Description of the task
Exact reproduction required: print each line of the material below.

** Available data follows **

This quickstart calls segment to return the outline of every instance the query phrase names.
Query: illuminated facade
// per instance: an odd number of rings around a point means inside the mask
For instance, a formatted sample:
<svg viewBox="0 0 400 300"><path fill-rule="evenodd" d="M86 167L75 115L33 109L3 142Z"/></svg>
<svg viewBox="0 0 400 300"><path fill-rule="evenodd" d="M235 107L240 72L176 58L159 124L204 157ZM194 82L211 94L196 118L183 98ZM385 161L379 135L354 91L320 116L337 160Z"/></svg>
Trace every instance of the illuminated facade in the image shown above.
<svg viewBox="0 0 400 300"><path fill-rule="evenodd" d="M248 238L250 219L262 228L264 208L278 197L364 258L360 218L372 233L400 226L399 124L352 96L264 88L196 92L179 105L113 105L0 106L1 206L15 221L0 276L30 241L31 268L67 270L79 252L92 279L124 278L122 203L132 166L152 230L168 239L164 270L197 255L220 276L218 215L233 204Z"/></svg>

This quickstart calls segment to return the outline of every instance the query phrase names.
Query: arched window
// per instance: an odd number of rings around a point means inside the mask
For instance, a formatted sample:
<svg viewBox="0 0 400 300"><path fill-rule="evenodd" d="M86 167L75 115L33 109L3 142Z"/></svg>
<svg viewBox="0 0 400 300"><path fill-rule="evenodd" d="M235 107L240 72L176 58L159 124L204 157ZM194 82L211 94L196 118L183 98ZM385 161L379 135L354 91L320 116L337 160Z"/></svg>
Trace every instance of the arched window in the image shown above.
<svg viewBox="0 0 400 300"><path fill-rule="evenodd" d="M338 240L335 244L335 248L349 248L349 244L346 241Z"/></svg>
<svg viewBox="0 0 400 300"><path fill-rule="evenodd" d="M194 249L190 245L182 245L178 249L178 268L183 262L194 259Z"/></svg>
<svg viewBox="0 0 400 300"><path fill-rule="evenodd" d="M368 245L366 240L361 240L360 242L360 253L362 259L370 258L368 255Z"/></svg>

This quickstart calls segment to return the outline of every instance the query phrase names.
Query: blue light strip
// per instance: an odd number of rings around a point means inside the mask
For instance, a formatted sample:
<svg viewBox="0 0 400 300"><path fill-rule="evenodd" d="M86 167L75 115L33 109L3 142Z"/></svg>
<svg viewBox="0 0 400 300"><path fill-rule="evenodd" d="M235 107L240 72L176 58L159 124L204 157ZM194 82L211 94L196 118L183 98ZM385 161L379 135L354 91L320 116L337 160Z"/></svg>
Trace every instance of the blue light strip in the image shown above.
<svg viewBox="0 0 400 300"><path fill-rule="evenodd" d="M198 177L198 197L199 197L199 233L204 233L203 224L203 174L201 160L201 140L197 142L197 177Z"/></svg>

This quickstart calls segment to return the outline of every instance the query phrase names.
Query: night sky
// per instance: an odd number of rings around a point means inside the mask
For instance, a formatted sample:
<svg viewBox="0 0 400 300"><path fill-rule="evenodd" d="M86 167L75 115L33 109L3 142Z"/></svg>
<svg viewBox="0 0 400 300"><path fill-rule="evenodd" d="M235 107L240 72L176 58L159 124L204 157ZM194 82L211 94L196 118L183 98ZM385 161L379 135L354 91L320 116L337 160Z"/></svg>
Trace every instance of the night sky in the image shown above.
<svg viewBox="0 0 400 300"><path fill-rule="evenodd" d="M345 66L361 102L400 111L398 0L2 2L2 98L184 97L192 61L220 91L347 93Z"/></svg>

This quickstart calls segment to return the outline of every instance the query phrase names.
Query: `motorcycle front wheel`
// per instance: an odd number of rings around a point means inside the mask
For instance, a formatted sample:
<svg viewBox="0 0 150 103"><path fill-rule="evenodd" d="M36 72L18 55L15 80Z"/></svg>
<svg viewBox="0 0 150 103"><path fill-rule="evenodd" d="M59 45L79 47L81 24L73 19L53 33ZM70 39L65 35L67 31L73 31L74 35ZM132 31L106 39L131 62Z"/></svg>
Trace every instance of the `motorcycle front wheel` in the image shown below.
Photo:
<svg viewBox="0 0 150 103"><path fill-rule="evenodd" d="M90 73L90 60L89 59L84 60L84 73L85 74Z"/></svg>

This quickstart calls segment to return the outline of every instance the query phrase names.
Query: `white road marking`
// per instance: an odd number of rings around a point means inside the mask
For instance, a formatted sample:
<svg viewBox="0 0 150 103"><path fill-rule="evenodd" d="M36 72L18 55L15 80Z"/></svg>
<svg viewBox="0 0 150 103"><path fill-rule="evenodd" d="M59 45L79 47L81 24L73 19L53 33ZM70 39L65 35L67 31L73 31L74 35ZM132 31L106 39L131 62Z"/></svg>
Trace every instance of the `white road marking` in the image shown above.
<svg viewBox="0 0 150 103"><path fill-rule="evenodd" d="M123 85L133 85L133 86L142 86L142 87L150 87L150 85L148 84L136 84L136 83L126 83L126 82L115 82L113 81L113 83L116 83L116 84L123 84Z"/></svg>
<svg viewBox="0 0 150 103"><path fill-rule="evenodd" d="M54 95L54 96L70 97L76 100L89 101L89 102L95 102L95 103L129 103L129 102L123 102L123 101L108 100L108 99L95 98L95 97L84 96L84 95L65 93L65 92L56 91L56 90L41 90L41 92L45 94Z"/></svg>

** End of Available data **

Solution to this task
This quickstart calls segment to return the outline of every instance the query phrase names.
Query: illuminated facade
// per instance: an odd number of rings around a point means inside the mask
For instance, a formatted sample:
<svg viewBox="0 0 400 300"><path fill-rule="evenodd" d="M86 167L75 115L33 109L3 142Z"/></svg>
<svg viewBox="0 0 400 300"><path fill-rule="evenodd" d="M235 107L240 72L176 58L159 124L204 157ZM194 82L211 94L196 118L183 98ZM385 161L379 135L354 91L320 116L337 160Z"/></svg>
Trace every instance of the illuminated facade in the image shown above.
<svg viewBox="0 0 400 300"><path fill-rule="evenodd" d="M248 238L250 219L262 228L264 208L278 197L364 258L360 218L372 233L400 226L399 124L352 96L264 88L196 92L179 105L113 105L0 106L1 206L15 221L0 276L30 241L31 268L67 270L79 252L92 279L124 278L122 203L132 166L152 230L168 239L164 270L197 255L220 276L218 215L233 204Z"/></svg>

This quickstart calls segment to return the outline of every instance the query phrase names.
Query: arched window
// per instance: an odd number of rings around a point means inside the mask
For instance, a formatted sample:
<svg viewBox="0 0 400 300"><path fill-rule="evenodd" d="M86 167L75 115L33 109L3 142Z"/></svg>
<svg viewBox="0 0 400 300"><path fill-rule="evenodd" d="M235 107L240 72L176 58L159 124L204 157ZM194 82L211 94L196 118L183 98ZM385 161L379 135L354 91L320 116L337 160Z"/></svg>
Trace every instance of the arched window in the image shown above.
<svg viewBox="0 0 400 300"><path fill-rule="evenodd" d="M338 240L335 244L335 248L349 248L349 244L346 241Z"/></svg>
<svg viewBox="0 0 400 300"><path fill-rule="evenodd" d="M194 249L190 245L182 245L178 249L178 268L183 262L194 259Z"/></svg>
<svg viewBox="0 0 400 300"><path fill-rule="evenodd" d="M368 245L366 240L361 240L360 242L360 253L362 259L370 258L368 255Z"/></svg>

This quickstart calls segment to return the outline of every instance the query phrase names.
Query: blue light strip
// per instance: an odd number of rings around a point means inside the mask
For instance, a formatted sample:
<svg viewBox="0 0 400 300"><path fill-rule="evenodd" d="M86 167L75 115L33 109L3 142Z"/></svg>
<svg viewBox="0 0 400 300"><path fill-rule="evenodd" d="M235 107L240 72L176 58L159 124L204 157ZM194 82L211 94L196 118L183 98ZM385 161L379 135L354 91L320 116L337 160Z"/></svg>
Trace every instance of the blue light strip in the image shown above.
<svg viewBox="0 0 400 300"><path fill-rule="evenodd" d="M198 177L198 197L199 197L199 233L204 233L203 224L203 174L201 160L201 140L197 142L197 177Z"/></svg>

This quickstart calls segment to return the outline of every instance the query phrase names.
Query: night sky
// per instance: an odd number of rings around a point means inside the mask
For instance, a formatted sample:
<svg viewBox="0 0 400 300"><path fill-rule="evenodd" d="M86 167L75 115L33 109L3 142Z"/></svg>
<svg viewBox="0 0 400 300"><path fill-rule="evenodd" d="M235 107L240 72L176 58L159 124L204 157ZM194 82L211 94L196 118L183 98ZM385 161L379 135L354 91L320 116L337 160Z"/></svg>
Trace every instance of the night sky in the image shown above.
<svg viewBox="0 0 400 300"><path fill-rule="evenodd" d="M345 66L361 102L400 111L398 0L2 2L2 98L184 97L192 61L220 91L347 93Z"/></svg>

This quickstart calls segment to return the outline of every instance the query phrase names.
Query: `motorcycle front wheel`
// per instance: an odd number of rings around a point means inside the mask
For instance, a formatted sample:
<svg viewBox="0 0 150 103"><path fill-rule="evenodd" d="M36 72L18 55L15 80Z"/></svg>
<svg viewBox="0 0 150 103"><path fill-rule="evenodd" d="M59 45L79 47L81 24L73 19L53 33ZM70 39L65 35L67 31L73 31L74 35ZM132 31L106 39L131 62Z"/></svg>
Trace every instance of the `motorcycle front wheel` in the image shown below.
Photo:
<svg viewBox="0 0 150 103"><path fill-rule="evenodd" d="M90 73L90 60L89 59L84 60L84 73L85 74Z"/></svg>

This quickstart calls segment to return the outline of every instance the query phrase names.
Query: `white road marking`
// per instance: an odd number of rings around a point means inside the mask
For instance, a formatted sample:
<svg viewBox="0 0 150 103"><path fill-rule="evenodd" d="M36 72L18 55L15 80Z"/></svg>
<svg viewBox="0 0 150 103"><path fill-rule="evenodd" d="M59 45L79 47L81 24L73 19L53 33ZM70 39L65 35L67 31L73 31L74 35ZM132 31L106 39L131 62Z"/></svg>
Trace every instance of the `white road marking` in the image shown above.
<svg viewBox="0 0 150 103"><path fill-rule="evenodd" d="M123 85L133 85L133 86L142 86L142 87L150 87L150 85L148 84L136 84L136 83L126 83L126 82L115 82L113 81L113 83L116 83L116 84L123 84Z"/></svg>
<svg viewBox="0 0 150 103"><path fill-rule="evenodd" d="M54 95L54 96L70 97L76 100L89 101L89 102L95 102L95 103L129 103L129 102L123 102L123 101L108 100L108 99L95 98L95 97L84 96L84 95L65 93L65 92L56 91L56 90L41 90L41 92L45 94Z"/></svg>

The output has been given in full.